Cash outflows from operating activities consisted primarily of winding down
operations and liquidating the assets in both years.  For the nine months ended
December 31, 1995 the cash inflow from investing activities reflects the sales
of Flextronics International Ltd. shares and liquidation of the marketable
securities.  For the nine months ended December 31, 1994 the cash inflow from
investing activities reflects the sales of Flextronics International Ltd.
shares, net of exercise of option from Flextronics International Ltd.

The Company's balance sheet at December 31, 1995 shows a shareholders' equity of
$4,901,000.  The Flextronics International Ltd. shares owned by the Company are
carried on the financial statements at $4,691,000 which is the aggregate fair
value of such shares based on the closing market price on NASDAQ on December 30,
1995 of $30.00 per share reduced for the significant restrictions on transfer.
(See Note 2 to financial statements.)

The Company has cash at December 31, 1995 of $2,722,000.  Such  cash, after
payment of the January 4, 1996 $.23 per share liquidating dividend of
$2,135,000, should be sufficient to complete an orderly liquidation.

▸ **Entries provided**

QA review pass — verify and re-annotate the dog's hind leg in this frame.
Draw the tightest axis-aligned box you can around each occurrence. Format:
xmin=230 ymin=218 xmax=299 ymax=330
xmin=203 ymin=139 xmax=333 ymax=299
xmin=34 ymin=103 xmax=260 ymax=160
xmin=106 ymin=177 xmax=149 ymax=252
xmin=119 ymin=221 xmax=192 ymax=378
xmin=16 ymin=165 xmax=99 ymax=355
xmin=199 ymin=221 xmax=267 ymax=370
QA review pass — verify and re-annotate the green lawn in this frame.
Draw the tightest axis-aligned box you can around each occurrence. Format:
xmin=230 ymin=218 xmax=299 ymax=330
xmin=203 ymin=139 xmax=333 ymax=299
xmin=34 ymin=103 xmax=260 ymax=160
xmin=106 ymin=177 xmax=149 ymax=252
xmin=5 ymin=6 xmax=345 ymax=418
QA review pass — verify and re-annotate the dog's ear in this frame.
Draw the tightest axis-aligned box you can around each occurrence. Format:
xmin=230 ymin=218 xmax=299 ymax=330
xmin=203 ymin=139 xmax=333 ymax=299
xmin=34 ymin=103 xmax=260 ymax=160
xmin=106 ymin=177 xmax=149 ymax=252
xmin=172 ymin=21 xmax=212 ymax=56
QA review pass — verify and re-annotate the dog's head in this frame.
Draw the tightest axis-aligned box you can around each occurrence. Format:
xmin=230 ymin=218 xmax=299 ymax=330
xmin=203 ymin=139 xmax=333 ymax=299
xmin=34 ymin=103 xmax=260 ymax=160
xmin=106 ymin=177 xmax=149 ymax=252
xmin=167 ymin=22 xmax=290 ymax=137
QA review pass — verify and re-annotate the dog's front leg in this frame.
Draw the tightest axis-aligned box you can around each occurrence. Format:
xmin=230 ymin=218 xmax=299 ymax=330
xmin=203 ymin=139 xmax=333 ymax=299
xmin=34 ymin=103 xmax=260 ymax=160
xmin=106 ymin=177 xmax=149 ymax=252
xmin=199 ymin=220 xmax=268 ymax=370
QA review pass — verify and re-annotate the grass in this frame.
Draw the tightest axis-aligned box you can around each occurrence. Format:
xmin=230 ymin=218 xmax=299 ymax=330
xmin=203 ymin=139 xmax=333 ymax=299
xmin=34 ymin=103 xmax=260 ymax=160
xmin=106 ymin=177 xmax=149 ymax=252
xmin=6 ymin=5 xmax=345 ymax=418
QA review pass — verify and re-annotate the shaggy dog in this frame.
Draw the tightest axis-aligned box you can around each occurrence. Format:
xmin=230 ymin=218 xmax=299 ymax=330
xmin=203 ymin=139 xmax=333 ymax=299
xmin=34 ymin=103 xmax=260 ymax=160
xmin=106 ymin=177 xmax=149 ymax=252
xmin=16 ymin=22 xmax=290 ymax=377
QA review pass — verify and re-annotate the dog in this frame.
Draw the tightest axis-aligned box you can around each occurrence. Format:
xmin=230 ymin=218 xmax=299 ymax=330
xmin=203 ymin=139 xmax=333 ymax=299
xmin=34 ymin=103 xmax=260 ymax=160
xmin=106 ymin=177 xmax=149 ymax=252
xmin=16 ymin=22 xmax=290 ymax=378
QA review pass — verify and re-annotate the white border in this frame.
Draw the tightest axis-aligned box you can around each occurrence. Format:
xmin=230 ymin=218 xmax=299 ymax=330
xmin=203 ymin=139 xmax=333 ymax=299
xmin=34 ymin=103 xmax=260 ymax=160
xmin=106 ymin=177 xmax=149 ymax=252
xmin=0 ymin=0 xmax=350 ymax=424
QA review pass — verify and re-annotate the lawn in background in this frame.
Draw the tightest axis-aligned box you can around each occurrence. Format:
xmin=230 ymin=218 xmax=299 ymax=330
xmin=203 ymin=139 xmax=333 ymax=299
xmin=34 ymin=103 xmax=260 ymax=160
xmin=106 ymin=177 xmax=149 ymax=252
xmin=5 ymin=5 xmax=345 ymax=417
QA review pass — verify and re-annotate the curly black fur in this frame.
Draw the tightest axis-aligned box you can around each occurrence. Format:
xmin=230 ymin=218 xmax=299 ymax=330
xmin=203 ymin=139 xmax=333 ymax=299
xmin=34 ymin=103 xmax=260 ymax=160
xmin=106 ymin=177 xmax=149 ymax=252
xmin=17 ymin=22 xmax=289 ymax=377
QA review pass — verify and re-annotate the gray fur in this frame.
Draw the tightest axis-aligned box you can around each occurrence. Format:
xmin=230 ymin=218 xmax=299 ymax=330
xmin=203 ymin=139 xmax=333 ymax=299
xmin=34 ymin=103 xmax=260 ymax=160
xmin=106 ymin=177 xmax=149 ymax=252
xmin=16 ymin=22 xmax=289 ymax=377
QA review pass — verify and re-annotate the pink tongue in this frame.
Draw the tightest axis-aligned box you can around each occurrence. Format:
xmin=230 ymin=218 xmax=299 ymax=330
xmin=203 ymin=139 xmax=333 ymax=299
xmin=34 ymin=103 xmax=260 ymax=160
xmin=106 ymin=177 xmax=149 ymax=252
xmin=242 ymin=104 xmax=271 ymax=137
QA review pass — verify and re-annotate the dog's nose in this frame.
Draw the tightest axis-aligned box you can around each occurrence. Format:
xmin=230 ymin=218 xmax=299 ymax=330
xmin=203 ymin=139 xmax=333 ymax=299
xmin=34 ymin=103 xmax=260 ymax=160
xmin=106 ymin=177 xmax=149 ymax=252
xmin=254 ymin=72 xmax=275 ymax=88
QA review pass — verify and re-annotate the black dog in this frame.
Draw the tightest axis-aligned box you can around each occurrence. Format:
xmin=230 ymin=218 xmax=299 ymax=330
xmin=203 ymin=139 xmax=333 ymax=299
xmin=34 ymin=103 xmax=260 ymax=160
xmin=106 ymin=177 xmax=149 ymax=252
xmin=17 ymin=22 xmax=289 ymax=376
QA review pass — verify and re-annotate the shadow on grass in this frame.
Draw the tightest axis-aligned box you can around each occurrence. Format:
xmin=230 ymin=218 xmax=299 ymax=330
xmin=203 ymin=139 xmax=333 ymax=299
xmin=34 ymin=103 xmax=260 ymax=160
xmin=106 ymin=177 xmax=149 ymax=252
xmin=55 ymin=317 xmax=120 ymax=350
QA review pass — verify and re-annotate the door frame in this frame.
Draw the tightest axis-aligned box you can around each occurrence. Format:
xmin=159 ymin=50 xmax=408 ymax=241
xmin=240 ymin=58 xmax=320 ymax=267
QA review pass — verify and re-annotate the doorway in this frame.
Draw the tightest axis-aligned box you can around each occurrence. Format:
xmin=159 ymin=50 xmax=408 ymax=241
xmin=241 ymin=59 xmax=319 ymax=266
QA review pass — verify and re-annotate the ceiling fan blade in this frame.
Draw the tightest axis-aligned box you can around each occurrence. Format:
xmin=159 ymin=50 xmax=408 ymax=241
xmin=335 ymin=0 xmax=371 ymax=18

▸ **Stated problem**
Decide whether each statement agrees with the financial report excerpt, answering yes or no and quoting the words of the excerpt that settle it: (a) the Company's shareholders' equity at December 31, 1995 was $4,901,000; (b) the Flextronics International Ltd. shares are carried at their full closing market price with no reduction; (c) the Company's cash at December 31, 1995 was $2,135,000. Rely only on the text above when answering.

▸ **Exercise output**
(a) Yes: "The Company's balance sheet at December 31, 1995 shows a shareholders' equity of $4,901,000."
(b) No: "reduced for the significant restrictions on transfer."
(c) No: "The Company has cash at December 31, 1995 of $2,722,000."